[Point labeling examples]
☆ ☆ ☆

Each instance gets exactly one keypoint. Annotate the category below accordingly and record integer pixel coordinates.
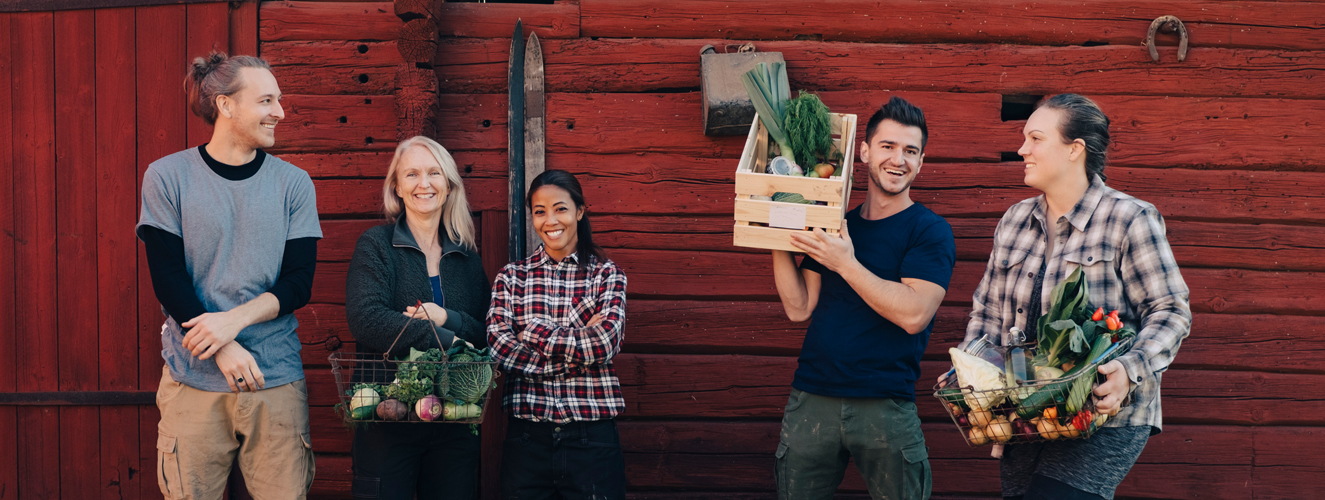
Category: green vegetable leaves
(769, 92)
(807, 127)
(469, 377)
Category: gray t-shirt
(235, 234)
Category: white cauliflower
(979, 375)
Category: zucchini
(1036, 402)
(1081, 386)
(954, 395)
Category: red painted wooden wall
(88, 100)
(1224, 143)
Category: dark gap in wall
(508, 1)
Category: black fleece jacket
(388, 273)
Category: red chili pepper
(1081, 421)
(1112, 324)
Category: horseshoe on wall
(1167, 24)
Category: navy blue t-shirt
(849, 350)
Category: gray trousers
(819, 434)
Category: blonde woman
(425, 252)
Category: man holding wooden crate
(231, 240)
(871, 295)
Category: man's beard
(875, 179)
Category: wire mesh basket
(1032, 411)
(431, 387)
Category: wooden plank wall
(89, 98)
(1223, 143)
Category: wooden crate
(755, 218)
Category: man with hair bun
(871, 295)
(231, 236)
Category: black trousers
(398, 460)
(543, 460)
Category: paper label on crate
(789, 216)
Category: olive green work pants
(819, 434)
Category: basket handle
(418, 305)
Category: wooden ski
(534, 122)
(516, 143)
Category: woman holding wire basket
(418, 283)
(1118, 244)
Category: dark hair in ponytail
(1084, 120)
(566, 181)
(216, 74)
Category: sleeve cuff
(444, 336)
(453, 320)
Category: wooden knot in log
(418, 41)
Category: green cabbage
(469, 379)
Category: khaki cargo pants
(200, 434)
(819, 434)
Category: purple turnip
(392, 410)
(428, 409)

☆ ☆ ☆

**WHAT NEEDS TO BE DONE**
Restate the data above word for word. Do not include the images.

**ANSWER TO THIS PROBLEM**
Each instance gets exactly one keypoint. Annotate the category below accordingly and record integer pixel coordinates.
Category: green vegetable leaves
(769, 92)
(807, 127)
(469, 377)
Category: gray t-shirt
(235, 234)
Category: white cauliflower
(979, 375)
Category: zucchini
(1036, 402)
(1081, 386)
(954, 395)
Category: red painted wooden wall
(88, 100)
(1224, 143)
Category: dark gap in wall
(508, 1)
Category: black fleece jacket
(388, 273)
Category: red chili pepper
(1081, 421)
(1112, 324)
Category: horseshoe on wall
(1167, 24)
Category: navy blue t-shirt
(849, 350)
Category: gray trousers
(819, 434)
Category: blonde woman
(425, 252)
Category: man holding wooden crate
(231, 240)
(871, 295)
Category: man's beard
(875, 179)
Category: wire mesh basket
(1032, 411)
(431, 387)
Category: wooden plank wall
(89, 98)
(1223, 143)
Category: wooden crate
(755, 218)
Category: man with hair bun
(871, 295)
(231, 236)
Category: black trousers
(398, 460)
(543, 460)
Category: paper label on crate
(789, 216)
Category: olive green work pants
(819, 434)
Category: basket handle
(418, 305)
Category: wooden ski
(534, 122)
(516, 143)
Category: woman holding wire basket
(418, 283)
(1118, 244)
Category: dark hair in ponytail
(1084, 120)
(566, 181)
(216, 74)
Category: sleeve cuff
(444, 336)
(453, 320)
Category: wooden knot in log
(418, 41)
Category: green cabbage
(469, 379)
Category: khaki cargo pants
(200, 434)
(819, 434)
Category: purple turnip
(392, 410)
(428, 409)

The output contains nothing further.